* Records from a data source
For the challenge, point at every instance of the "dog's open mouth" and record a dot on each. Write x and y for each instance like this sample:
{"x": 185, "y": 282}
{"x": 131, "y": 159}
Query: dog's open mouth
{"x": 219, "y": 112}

* REQUIRED ACTION
Output all records verbatim.

* ANSWER BOX
For the challenge, point at every instance of the "dog's open mouth" and record a dot on each. Write x and y for each instance like this sample:
{"x": 185, "y": 282}
{"x": 131, "y": 159}
Query: dog's open mouth
{"x": 219, "y": 112}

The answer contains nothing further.